_DIRECTIONS_
[A] Answer these questions about the excerpt on a high school crush, one per line:
(i) In which year of high school did the crush begin?
(ii) What three things does the excerpt say could be done if the chemicals from a teenager's crush were turned into an aerosol?
(iii) Because of their mutual friends, how did the boy act toward the writer?
[B] Write what comes next in the excerpt about a high school crush, picking up after its last sentence.

Read Self-Inflicted Wounds: Heartwarming Tales of Epic Humiliation Online
Authors: Aisha Tyler
Then I fell, and fell hard. And my dignity was never quite the same again.
I developed a crush on a boy my sophomore year so deep-rooted, so epically sweeping,
that it lasted almost the rest of my high school career. It was like an emotional
tumor, worming its way into every part of my thoughts and affecting all of my behaviors,
turning me from a bookish artsy weirdo into a bookish artsy weirdo who stared at points
mid-distance for hours and generally acted one thousand times weirder than she ever
had prior. This crush was so big and all-consuming that almost immediately, everyone
I knew, and shortly after that, everyone in my school,
5
knew about this humiliating and totally debilitating crush. It was tragic on an operatic
scale, and there was nothing I could do to stop it. I had taken my elementary school
crush, multiplied it by my now much larger bra size, and given it fangs.
When you are a teenager, and you like someone, it takes over everything. It is all
you can think about when you wake up, and the last thing you reflect on when you fall
asleep. Everything reminds you of them: your schoolbooks. Your favorite television
show. Walking. Food. Air. Being.
If there was a way to bottle the chemicals produced by a teenager’s brain when they
have a crush on someone, and we could weaponize it, turn it into some kind of aerosol
of want, we could end world war, eliminate poverty, and create a race of super-dedicated
athletes focused on world domination. If we could distill and control the unfathomable
focus with which teenage girls obsess about the boy they like, turn it into a pill,
and give it to everyone, we could solve all of humanity’s problems in a matter of
days.
Teenagers, however, would never, ever, finish their homework.
I could not think. I could not function. I could not sit still in class or hold a
conversation. I could not eat (and, as previously noted, I
love
to eat). I couldn’t be a person. I was, for all intents and purposes, very, very
sick.
6
And the more I realized that I was embarrassing myself, oddly, the less I cared.
That is the thing about humiliation; if you eat enough of it, it starts to taste like
normal. Once you have endured the worst embarrassment you can think of, and you have
lived, the next sling or arrow is nothing. You have formed a psychic callus over your
soul, and now nothing can touch you. The world is your oyster.
Your aloof, humiliating, affection-rejecting oyster.
This boy was not requiting my crush in any way. He did not like me in the way that
I liked him. We had mutual friends, and so he was serviceably polite to me, and, at
his best moments, tolerated me, which to a teenage girl is tantamount to a marriage
proposal,
7
but that was cold and fleeting comfort. Based on a few well-placed and workmanlike
interactions over time, I was able to fan the flame of this emotional tragedy for
a couple of years, as my friends, acquaintances, and the general population of my
high school marveled at both my infinite stamina, and my infinite sadness.

_DATASET EXCERPTS_

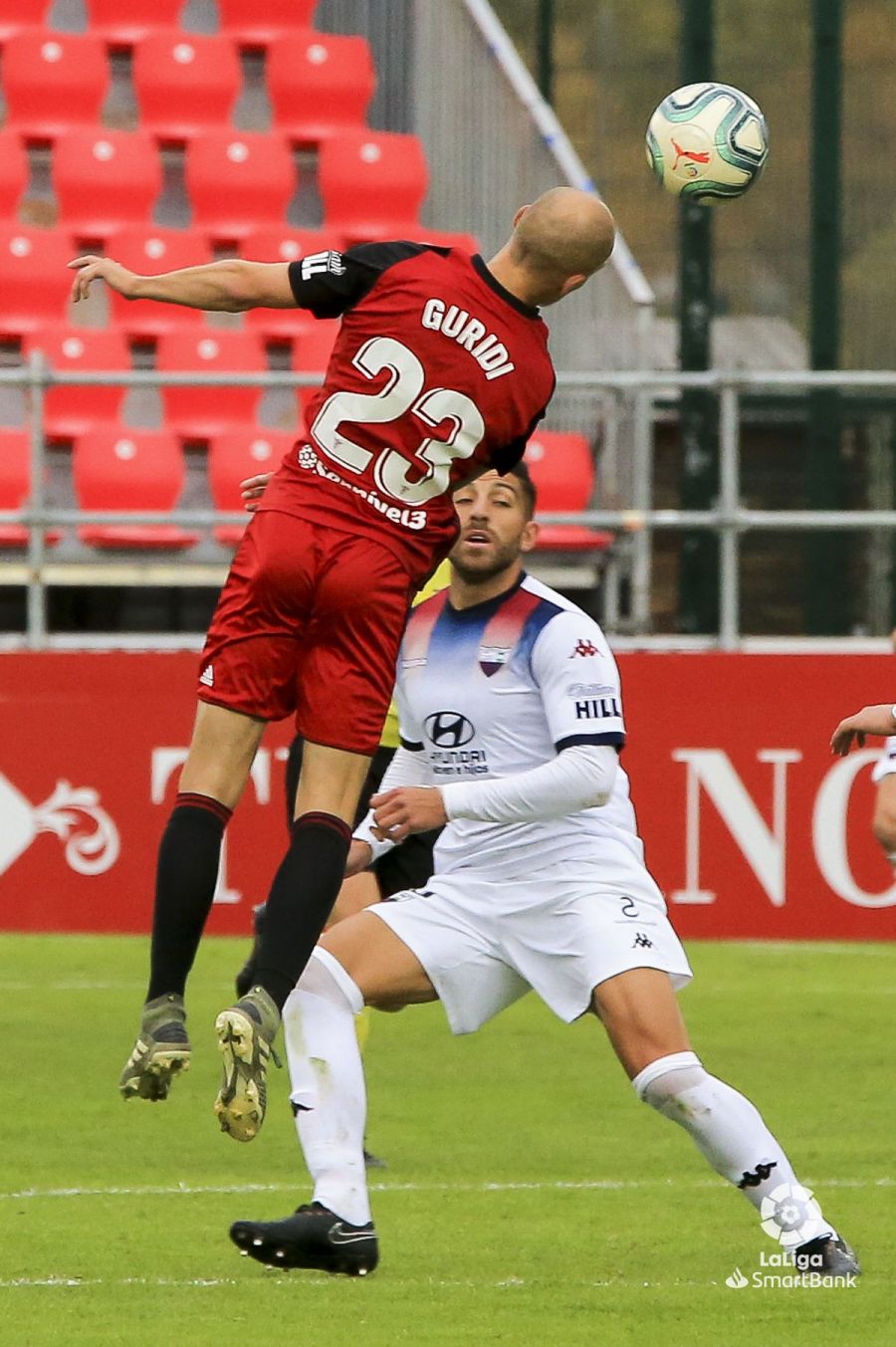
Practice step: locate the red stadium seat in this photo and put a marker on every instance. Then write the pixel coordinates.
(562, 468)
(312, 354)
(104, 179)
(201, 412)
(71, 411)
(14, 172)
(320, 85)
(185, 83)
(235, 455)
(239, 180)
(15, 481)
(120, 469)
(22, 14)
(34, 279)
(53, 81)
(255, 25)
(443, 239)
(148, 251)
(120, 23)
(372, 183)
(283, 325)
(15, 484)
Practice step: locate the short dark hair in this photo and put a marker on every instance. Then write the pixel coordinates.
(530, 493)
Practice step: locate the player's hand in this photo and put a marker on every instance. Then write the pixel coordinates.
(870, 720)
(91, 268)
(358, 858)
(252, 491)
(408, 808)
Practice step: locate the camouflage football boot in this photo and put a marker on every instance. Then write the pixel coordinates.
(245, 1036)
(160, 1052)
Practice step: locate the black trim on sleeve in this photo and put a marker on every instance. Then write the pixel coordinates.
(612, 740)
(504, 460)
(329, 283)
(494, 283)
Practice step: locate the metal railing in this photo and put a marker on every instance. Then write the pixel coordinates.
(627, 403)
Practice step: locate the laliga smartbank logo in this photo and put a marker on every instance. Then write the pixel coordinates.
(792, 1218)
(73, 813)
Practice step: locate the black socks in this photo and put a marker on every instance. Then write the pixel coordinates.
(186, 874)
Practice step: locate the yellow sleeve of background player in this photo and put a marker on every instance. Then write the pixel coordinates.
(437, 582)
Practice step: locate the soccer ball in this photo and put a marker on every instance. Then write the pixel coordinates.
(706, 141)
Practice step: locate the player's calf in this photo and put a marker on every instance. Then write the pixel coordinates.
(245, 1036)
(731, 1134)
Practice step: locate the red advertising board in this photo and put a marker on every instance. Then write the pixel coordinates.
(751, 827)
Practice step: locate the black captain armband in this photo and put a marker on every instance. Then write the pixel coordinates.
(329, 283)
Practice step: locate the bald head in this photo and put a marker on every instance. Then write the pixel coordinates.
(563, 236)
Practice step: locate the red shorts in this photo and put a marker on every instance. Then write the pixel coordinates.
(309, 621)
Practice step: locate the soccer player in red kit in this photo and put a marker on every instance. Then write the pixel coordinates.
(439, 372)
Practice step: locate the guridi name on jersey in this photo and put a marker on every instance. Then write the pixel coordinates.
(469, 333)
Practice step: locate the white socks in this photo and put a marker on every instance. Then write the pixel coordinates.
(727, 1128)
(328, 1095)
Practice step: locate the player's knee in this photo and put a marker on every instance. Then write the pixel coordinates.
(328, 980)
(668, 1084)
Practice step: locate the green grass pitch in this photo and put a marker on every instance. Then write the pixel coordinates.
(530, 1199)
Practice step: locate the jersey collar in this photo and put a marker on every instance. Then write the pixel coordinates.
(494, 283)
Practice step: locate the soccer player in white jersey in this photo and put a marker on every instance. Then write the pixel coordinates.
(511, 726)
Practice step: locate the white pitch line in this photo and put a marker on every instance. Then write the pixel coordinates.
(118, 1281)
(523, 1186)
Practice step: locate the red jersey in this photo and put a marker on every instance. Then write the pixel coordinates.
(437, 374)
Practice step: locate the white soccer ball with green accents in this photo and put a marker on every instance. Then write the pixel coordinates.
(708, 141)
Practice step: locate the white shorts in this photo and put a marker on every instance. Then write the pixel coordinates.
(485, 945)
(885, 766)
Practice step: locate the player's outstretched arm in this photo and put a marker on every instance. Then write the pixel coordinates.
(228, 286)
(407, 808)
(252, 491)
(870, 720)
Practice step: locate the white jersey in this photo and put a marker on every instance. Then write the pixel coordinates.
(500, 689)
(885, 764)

_RESULTS FOR THE EXERCISE_
[A]
(i) Sophomore year.
(ii) End world war, eliminate poverty, and create a race of super-dedicated athletes focused on world domination.
(iii) He was serviceably polite and, at his best moments, tolerated the writer.

[B]
I can’t say exactly why I was crushing so hard, and honestly, it’s irrelevant. It
does not matter what was wonderful about the boy. When we are crushing on someone,
they are a swirling blur of dimples and crooked smiles, hair flips and skateboard
tricks. They make us feel drunk, confused, outside of our bodies. They are a small
planet, drawing us in with invisible gravitational force. But when we look back, we
can’t figure out what specifically made them so alluring. Sometimes we can’t even
remember why we thought they were awesome in the first place. That’s the thing about
crushes. They are magic. Terrible, dark, evil magic.
Eventually the crush faded, as it had to. The heart can only take so much rejection,
or, in my case, total indifference. Plus I had shit to do. I couldn’t just sit around
pulling petals out of flowers and making cootie-catchers for the rest of my life.
I had to move on. And I did. Slowly, with a lot of effort and focus, the help of my
friends, and a few well-placed make-out sessions with other guys. And just when I
thought I had gotten my shit together . . . the boy liked me back.
What the fuck!!!
Not
okay.
Instantaneously, all the hysteria and internal emotional damage of the previous two
years came rushing back, and I was incapacitated again. Like, in seconds. This was
not fair. Deep down, I knew I was at the top of a very long, very perilous emotional
slide, one made of jagged edges and razor blades and cut lemons and really bad germs
that were going to get inside me and render me a weepy, sloppy, oozing mess. I didn’t
care. It was like I had been standing at the top of a high dive for two years and
now I finally had a chance to jump. It didn’t matter that when I looked down I saw
the pool had been drained and was now full of broken glass and silverfish. I had climbed
up here, and I was going to fucking do this thing.
So me and this boy hung out one night, and when it was clear we were going to hook
up, it made me crazy nervous, so I drank.
8
I definitely drank too much. At this point, I was just trying not to have a nervous
breakdown. I would have drunk diesel fuel if it had been on hand and someone told
me it would take the edge off and make me not feel like a great ugly babbling idiot.
And it was a fun night, at least in the beginning, because after a bit, I was more
buzzed than nervous, and that was good. And then I was just more drunk than buzzed.
And then I was just fucking
drunk
.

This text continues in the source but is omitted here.